__Exercise data__
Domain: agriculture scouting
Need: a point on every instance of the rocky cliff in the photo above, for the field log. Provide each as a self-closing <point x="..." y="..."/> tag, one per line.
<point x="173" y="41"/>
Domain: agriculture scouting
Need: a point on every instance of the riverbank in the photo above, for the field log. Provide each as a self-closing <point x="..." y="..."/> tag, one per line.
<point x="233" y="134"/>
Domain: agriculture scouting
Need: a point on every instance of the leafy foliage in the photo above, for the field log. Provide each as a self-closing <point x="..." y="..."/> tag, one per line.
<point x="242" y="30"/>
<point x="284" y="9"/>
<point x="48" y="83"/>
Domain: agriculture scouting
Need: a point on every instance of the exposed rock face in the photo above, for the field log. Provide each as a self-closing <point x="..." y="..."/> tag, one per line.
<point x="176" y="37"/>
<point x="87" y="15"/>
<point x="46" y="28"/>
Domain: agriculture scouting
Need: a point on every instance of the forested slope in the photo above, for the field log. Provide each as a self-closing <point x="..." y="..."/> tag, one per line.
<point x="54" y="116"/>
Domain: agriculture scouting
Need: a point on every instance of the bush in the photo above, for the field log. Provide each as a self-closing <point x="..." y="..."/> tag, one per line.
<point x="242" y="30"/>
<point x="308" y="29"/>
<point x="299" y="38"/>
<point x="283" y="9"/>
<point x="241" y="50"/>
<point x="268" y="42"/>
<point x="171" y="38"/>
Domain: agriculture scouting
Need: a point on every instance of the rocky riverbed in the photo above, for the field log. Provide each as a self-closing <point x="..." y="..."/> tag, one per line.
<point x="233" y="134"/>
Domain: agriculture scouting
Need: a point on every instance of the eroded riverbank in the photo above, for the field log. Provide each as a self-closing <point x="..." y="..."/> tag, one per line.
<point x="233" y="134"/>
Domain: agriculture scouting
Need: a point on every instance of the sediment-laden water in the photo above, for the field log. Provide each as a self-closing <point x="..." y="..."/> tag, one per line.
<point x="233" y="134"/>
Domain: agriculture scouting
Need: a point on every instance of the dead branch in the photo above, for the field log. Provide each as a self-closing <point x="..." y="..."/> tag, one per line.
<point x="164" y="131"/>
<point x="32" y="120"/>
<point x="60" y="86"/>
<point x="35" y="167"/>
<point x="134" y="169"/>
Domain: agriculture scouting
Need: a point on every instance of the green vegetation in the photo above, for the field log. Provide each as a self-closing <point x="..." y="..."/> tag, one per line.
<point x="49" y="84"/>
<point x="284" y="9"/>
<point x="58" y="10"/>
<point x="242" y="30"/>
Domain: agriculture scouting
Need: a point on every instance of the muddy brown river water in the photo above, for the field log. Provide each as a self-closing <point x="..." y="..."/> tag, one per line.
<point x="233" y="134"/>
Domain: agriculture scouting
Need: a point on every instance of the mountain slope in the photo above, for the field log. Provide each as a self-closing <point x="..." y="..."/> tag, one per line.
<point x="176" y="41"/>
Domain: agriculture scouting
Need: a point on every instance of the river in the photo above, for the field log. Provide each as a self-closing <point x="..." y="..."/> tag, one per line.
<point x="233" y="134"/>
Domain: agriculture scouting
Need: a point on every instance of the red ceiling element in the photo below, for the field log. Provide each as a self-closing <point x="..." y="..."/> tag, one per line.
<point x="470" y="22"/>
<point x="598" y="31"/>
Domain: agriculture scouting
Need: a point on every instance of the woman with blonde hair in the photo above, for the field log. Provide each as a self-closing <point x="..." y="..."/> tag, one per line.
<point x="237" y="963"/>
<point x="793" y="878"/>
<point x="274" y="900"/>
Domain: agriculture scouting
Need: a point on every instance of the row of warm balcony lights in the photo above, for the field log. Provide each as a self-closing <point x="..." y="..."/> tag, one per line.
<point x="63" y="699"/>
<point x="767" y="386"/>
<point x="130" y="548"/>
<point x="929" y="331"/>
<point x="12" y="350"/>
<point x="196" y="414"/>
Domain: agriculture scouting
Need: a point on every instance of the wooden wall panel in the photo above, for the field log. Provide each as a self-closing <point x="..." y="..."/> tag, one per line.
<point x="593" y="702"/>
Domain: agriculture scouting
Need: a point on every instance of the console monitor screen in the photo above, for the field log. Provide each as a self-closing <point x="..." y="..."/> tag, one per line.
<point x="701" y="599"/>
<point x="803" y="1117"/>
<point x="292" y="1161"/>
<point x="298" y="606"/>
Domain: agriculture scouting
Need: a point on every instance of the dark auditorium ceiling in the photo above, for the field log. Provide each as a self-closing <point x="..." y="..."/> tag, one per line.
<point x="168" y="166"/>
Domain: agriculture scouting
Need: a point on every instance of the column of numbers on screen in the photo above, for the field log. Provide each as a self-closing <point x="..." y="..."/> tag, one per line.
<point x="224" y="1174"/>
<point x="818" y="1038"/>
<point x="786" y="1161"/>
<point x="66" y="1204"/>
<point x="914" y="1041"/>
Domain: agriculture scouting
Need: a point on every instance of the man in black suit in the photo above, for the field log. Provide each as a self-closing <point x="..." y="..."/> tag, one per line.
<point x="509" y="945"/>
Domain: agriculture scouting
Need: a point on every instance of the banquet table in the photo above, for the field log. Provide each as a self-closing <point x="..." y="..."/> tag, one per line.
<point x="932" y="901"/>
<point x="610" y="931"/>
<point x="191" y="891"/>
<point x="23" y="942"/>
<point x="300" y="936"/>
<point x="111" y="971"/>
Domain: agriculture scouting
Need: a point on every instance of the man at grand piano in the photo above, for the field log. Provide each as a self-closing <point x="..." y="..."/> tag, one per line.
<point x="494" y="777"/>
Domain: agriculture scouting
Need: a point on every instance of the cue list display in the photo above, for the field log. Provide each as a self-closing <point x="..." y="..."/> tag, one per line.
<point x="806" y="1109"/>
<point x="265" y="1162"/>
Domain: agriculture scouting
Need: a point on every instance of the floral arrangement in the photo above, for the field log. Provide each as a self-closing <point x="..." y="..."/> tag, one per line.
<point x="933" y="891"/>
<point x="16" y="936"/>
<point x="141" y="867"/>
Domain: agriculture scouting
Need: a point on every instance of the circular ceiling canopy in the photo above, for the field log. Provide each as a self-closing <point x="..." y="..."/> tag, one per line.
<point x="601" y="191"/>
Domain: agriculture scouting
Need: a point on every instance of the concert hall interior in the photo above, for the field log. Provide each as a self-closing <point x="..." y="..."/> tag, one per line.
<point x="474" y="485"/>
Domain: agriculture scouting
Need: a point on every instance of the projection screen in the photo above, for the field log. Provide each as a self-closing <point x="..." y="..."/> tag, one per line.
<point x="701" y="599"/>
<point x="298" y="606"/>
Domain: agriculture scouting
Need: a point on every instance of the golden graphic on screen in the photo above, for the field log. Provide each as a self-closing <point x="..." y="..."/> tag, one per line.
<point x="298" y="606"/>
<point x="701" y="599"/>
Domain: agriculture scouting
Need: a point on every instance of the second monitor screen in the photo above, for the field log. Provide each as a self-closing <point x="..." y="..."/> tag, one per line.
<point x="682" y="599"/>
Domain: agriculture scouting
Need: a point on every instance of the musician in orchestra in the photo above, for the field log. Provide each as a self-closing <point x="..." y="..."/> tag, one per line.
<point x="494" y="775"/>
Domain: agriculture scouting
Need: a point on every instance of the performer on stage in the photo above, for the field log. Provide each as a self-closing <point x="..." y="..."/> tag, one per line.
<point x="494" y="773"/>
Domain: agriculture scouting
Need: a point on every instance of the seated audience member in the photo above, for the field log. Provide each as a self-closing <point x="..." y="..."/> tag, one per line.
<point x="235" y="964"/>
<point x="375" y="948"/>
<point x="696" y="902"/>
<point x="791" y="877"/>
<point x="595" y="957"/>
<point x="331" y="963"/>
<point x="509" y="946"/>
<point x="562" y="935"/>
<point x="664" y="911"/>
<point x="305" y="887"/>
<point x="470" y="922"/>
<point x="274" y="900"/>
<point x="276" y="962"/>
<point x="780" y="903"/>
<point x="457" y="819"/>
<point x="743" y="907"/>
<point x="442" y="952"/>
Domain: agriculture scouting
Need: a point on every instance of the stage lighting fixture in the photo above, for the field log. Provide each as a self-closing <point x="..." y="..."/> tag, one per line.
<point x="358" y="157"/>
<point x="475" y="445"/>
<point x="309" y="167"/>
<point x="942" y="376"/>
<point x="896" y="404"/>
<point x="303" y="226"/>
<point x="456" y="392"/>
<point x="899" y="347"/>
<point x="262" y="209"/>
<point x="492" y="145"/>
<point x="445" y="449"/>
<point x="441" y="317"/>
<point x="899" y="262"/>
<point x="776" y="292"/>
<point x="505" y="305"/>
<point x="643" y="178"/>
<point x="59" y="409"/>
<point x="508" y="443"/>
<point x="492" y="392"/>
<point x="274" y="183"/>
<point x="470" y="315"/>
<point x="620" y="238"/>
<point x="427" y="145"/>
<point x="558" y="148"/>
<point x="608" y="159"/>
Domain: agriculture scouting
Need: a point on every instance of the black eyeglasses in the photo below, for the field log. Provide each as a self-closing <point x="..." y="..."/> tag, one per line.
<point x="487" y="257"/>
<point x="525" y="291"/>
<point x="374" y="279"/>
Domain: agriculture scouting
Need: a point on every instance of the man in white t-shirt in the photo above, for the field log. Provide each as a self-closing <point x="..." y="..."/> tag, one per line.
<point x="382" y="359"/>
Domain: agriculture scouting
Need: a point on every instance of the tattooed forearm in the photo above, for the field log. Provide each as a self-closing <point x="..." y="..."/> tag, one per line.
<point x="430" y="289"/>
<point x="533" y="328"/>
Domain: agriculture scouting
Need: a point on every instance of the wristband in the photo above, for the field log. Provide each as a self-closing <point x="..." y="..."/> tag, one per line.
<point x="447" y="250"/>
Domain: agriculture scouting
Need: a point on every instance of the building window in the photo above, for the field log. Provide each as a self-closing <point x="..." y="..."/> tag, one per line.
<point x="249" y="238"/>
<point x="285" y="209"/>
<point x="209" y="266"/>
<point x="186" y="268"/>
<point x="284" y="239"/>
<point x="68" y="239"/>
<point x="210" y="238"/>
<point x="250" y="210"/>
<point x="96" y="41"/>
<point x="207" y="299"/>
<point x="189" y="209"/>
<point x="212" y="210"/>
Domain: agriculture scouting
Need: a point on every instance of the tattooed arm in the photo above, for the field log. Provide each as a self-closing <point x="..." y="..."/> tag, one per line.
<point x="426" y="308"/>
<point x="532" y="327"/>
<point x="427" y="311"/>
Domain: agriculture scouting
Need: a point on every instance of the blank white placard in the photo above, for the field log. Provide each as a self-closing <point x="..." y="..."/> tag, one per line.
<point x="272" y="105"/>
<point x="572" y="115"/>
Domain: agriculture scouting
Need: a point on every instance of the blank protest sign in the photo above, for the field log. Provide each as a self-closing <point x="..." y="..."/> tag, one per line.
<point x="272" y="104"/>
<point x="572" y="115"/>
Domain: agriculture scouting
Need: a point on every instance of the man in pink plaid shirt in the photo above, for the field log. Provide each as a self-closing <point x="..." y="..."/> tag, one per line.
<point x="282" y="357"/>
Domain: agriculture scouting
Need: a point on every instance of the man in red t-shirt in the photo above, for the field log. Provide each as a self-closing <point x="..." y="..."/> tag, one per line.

__What is required__
Your answer should hold exactly the lines from the one containing "Need: a point on every instance of the man in pink" through the end of the entries above, and nothing else.

__Solved exercise__
Need: a point on every instance of the man in pink plaid shirt in the photo above, for the field log. Provide each as a self-closing <point x="..." y="..."/> tag, one per line.
<point x="282" y="357"/>
Domain: agriculture scouting
Need: a point on every instance of the man in red t-shirt in the photo above, for the field log. Provide each as a self-closing <point x="..." y="..."/> tag, one per line.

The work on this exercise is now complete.